- _Ausgewählter Text_
::::::

In der Vergangenheit haben wir Open Stages (offene Bühne), einen Demokratie­ sowie einen Argumentationsworkshop durchgeführt. Einige Graffiti-Projekte, darunter die Entfernung rechter Schmierereien, aber auch eine Müllbeseitigungsaktion oder ein digitales Konzert sowie Spielabende gehören dazu. Wir haben auch Planungsworkshops zur Ausrichtung im »Spoc« organisiert. Ziel war und ist die Verbesserung von Beteiligung der Jugend in der Stadt, aber auch, möglichst viele junge Menschen zu erreichen. Die Stadt Brandis will die Innenstadt neugestalten und arbeitet dabei mit uns zusammen. Junge Menschen sollen aktiv einbezogen werden, Ideen entwickeln und umsetzen. Geplant sind Workshops zu Nachhaltigkeit, Graffiti-Workshops, ein kreatives Start-in-­den-­Herbst-­Event und die Gestaltung einer  Freifläche in Brandis für Jugendliche.

::::::

- _Fragen und Aufgaben_
• A. Was will die Stadt Brandis laut dem Text über die Jugendbeteiligung in Brandis neu gestalten?
• B. Schreibe den Text über die Jugendbeteiligung in Brandis im Anschluss an seinen letzten Satz weiter.

::::::

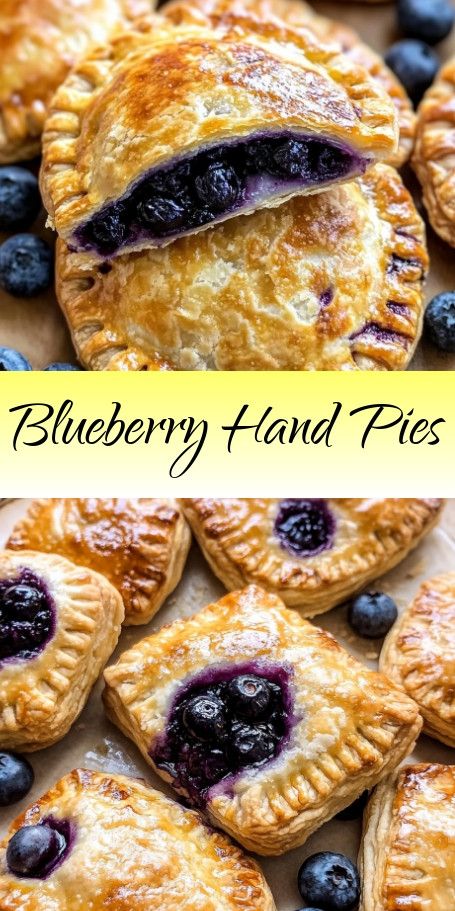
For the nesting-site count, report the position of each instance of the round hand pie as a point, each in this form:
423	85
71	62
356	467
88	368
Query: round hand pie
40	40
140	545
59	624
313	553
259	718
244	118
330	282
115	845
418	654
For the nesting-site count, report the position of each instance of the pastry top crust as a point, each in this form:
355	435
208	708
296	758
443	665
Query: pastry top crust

::::::

- _Antworten nach Nummer_
• A. Die Innenstadt.

• B.
Wo wir aktiv sind in der Jugendarbeit

Die AWO Familienzentrum gGmbH ist Träger von fünf Kinder­ und Jugendhäusern mit unterschied­lichsten Konzepten und Ausrichtungen im Landkreis Leipzig. Das Netzwerk in Brandis nimmt dabei eine Sonderstellung ein.
Neben dem Freizeittreff Mauerwerk betreiben wir hier das Jugendbüro »Spoc«, die Schulsozialarbeit am Gymnasium und ab 2022 auch die Schulsozialarbeit  an der Oberschule.

 

Der Artikel stammt aus dem Regionalteil des AWO Kreisverband Mulde-Collm der meeting Ausgabe 2_2021.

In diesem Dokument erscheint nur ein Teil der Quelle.